PASSAGE TO READ:
(…) In primeval times, humans had domesticated certain species of wild animals, making them serve their needs: food supply, clothes, transportation, agriculture, and working in the fields. Such animals were often treated as invaluable assistants, and even a gift (or sometimes an incarnation) of a divine presence; this attitude had found its manifestation in rock paintings, primitive art, myths and legends, and so on. Even today this attitude can be traced in many traditional and husbandry cultures around the world.
However, as humankind progressed in terms of technology, social organization, and adjusting its environment according to its needs, the role of animals changed as well. They still remained one of the main capitals an individual (and a society as a whole) possessed, but yet another scope of their role appeared: entertainment and sports. Dog and bird fights, races, zoos, circuses and trained animals were among the most popular ways of entertainment in the ancient world.
(2 more pages dedicated to the formulation of the problem)
Unlike ancient times, or even a not-so-distant past, modern models of interacting with animals, be it a wild specimen, a domesticated one, or one kept in captivity, assumes a tolerant and genuine treatment. Legal and regulatory systems were supplemented by the section of animal rights; ecology activists all over the world constantly monitor the situation with governments, NGOs, and private individuals keeping these rights. Along with poaching or cruel attitudes, using animals in sports and entertainment could not have been omitted by the attention of animal protectors.

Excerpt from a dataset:
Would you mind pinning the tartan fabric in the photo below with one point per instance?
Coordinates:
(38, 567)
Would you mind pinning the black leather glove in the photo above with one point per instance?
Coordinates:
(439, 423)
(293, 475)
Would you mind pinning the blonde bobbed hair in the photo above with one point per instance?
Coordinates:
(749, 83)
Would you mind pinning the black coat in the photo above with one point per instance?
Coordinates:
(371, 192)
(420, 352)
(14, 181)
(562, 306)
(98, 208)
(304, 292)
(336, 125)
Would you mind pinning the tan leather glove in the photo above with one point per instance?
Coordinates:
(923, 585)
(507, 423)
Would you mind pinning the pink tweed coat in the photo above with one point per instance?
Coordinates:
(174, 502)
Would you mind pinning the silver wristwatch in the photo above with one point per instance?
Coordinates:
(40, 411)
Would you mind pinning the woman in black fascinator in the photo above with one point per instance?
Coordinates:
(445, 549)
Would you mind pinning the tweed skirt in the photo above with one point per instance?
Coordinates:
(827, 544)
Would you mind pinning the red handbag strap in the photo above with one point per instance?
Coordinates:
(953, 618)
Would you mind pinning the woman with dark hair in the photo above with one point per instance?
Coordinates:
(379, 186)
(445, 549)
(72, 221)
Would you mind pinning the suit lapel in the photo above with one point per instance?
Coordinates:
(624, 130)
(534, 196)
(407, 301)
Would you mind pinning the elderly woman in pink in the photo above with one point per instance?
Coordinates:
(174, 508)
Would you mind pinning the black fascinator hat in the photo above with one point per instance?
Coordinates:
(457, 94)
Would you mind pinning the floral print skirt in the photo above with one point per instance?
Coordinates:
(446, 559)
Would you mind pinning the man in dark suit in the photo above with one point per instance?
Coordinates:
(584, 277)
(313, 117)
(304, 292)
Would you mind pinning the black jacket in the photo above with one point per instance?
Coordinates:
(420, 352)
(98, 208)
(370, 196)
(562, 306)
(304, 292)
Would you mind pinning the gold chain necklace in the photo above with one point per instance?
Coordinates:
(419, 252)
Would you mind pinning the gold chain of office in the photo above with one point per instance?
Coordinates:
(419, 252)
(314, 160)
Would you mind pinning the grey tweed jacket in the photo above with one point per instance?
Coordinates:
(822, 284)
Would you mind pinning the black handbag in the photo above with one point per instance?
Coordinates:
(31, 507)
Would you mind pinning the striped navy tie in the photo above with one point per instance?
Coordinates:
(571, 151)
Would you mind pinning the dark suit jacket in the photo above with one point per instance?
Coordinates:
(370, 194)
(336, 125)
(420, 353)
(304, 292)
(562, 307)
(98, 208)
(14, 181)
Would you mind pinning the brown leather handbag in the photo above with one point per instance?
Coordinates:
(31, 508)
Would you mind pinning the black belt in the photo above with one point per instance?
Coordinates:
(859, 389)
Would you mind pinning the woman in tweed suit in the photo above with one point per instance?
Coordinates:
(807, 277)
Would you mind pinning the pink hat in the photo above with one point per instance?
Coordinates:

WHAT THE TASK ASKS:
Copy out the essay on people and animals above word for word, starting with "(2 more pages" and going on through "of animal protectors.".

OUTPUT OF THE EXERCISE:
(2 more pages dedicated to the formulation of the problem)
Unlike ancient times, or even a not-so-distant past, modern models of interacting with animals, be it a wild specimen, a domesticated one, or one kept in captivity, assumes a tolerant and genuine treatment. Legal and regulatory systems were supplemented by the section of animal rights; ecology activists all over the world constantly monitor the situation with governments, NGOs, and private individuals keeping these rights. Along with poaching or cruel attitudes, using animals in sports and entertainment could not have been omitted by the attention of animal protectors.